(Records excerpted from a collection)
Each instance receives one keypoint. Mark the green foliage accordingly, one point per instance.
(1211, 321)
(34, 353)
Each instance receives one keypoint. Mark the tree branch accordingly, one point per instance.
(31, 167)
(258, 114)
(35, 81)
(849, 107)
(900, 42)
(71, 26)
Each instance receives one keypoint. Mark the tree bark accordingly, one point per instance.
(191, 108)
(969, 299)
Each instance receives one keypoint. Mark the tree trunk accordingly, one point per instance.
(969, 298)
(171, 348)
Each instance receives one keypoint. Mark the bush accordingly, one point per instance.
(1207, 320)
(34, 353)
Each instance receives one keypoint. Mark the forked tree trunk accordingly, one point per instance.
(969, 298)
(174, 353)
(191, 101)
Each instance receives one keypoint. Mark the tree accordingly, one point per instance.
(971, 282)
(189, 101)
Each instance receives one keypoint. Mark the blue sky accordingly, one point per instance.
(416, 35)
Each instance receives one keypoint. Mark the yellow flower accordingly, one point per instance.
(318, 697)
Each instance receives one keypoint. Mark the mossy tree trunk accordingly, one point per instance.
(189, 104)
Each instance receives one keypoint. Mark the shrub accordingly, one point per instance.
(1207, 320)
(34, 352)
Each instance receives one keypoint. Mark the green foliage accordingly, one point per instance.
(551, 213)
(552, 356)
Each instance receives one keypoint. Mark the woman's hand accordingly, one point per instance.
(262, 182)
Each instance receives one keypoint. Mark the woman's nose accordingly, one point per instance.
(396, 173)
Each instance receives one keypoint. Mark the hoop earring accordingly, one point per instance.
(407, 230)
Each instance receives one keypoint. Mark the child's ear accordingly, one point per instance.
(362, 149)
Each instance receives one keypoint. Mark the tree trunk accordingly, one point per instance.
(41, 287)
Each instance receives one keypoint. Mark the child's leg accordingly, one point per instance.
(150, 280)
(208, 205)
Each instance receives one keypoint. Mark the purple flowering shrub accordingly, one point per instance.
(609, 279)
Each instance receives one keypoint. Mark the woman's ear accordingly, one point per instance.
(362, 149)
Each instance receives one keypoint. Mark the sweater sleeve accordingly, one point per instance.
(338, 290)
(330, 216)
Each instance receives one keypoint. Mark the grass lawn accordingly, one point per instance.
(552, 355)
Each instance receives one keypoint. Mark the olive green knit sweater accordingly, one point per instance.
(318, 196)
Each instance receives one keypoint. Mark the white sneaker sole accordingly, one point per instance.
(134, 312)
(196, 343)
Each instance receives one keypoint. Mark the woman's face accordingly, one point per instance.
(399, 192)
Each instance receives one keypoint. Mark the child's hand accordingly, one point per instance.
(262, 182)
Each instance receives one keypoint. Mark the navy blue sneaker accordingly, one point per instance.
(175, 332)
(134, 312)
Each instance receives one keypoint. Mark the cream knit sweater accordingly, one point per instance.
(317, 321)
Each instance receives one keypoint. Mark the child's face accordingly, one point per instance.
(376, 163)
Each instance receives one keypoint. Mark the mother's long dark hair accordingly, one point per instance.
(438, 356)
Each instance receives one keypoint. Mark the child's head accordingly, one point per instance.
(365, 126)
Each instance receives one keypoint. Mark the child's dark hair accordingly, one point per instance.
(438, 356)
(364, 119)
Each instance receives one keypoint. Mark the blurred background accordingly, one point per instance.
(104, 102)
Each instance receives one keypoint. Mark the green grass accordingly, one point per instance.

- Problem requirements -
From the records above, extract each line exactly as shown.

- Solution to the exercise -
Each instance receives one keypoint. Mark the green foliage accordingly, one point per instance.
(1211, 321)
(34, 353)
Each instance receives one keypoint. Mark the tree branch accordingly, one point per instance.
(31, 167)
(258, 114)
(35, 81)
(849, 107)
(900, 42)
(71, 26)
Each instance receives one keypoint. Mark the tree bark accordingly, one point per instance.
(191, 108)
(969, 299)
Each instance receives one keypoint. Mark the tree trunk accordingly, one point per instance.
(969, 298)
(171, 348)
Each instance receives one keypoint. Mark the bush accordingly, one point per instance.
(1207, 320)
(34, 353)
Each instance receives one keypoint. Mark the forked tree trunk accordingly, one point per instance.
(969, 298)
(174, 353)
(191, 101)
Each instance receives one keypoint. Mark the tree accordingly, one point per instance.
(971, 282)
(189, 101)
Each instance receives one keypoint. Mark the blue sky accordingly, one point per instance.
(416, 35)
Each instance receives one keypoint. Mark the yellow flower accordingly, one point per instance.
(318, 697)
Each instance receives one keypoint. Mark the mossy tree trunk accordingly, one point per instance.
(189, 104)
Each instance receives one keypoint. Mark the shrub accordingly, one point per instance.
(1207, 320)
(34, 352)
Each instance receives one keypoint. Mark the green foliage accordingly, one point per instance.
(551, 213)
(552, 356)
Each instance receives one keypoint. Mark the woman's hand accordingly, one point per instance.
(262, 182)
Each instance receives one keypoint. Mark the woman's nose accordingly, one point per instance.
(396, 173)
Each instance receives one keypoint. Mark the hoop earring accordingly, one point per instance.
(407, 230)
Each instance receives one keypoint. Mark the child's ear accordingly, one point per instance.
(362, 149)
Each instance receives one keypoint. Mark the tree trunk accordingly, one point per instance.
(41, 287)
Each instance receives one keypoint. Mark the child's leg accordingly, one point per instance.
(150, 280)
(208, 205)
Each instance receives one keypoint. Mark the purple flowering shrub accordingly, one point per instance.
(609, 279)
Each instance receives one keypoint. Mark the woman's ear accordingly, one point per instance.
(362, 149)
Each instance receives one keypoint. Mark the sweater sleeve accordingly, one point per instance.
(338, 290)
(330, 216)
Each instance receives one keypoint. Mark the grass lawn accordingly, one point per instance.
(552, 355)
Each instance receives one keypoint. Mark the olive green knit sweater accordingly, one point per instance.
(318, 196)
Each instance receives one keypoint. Mark the white sneaker sole accordingly, one point per instance.
(134, 312)
(196, 343)
Each instance receives one keypoint. Mark the woman's face accordingly, one point per instance.
(399, 192)
Each instance receives one keypoint. Mark the child's hand accordingly, one point per instance.
(262, 182)
Each instance receives one keypoint. Mark the navy blue sneaker accordingly, one point per instance.
(175, 332)
(134, 312)
Each instance receives one keypoint. Mark the cream knit sweater accordingly, one point per instance.
(317, 321)
Each instance receives one keypoint. Mark the child's face accordingly, one point per instance.
(376, 163)
Each instance receives one keypoint. Mark the mother's long dark hair accordingly, one point per instance.
(438, 356)
Each instance receives one keypoint. Mark the child's head accordingly, one point per instance.
(365, 126)
Each instance receives one keypoint. Mark the child's dark hair accordingly, one point per instance.
(438, 356)
(364, 119)
Each instance receives one keypoint. Mark the blurred background accordingly, one point per instance.
(104, 102)
Each instance receives one keypoint. Mark the green grass accordingly, one point per instance.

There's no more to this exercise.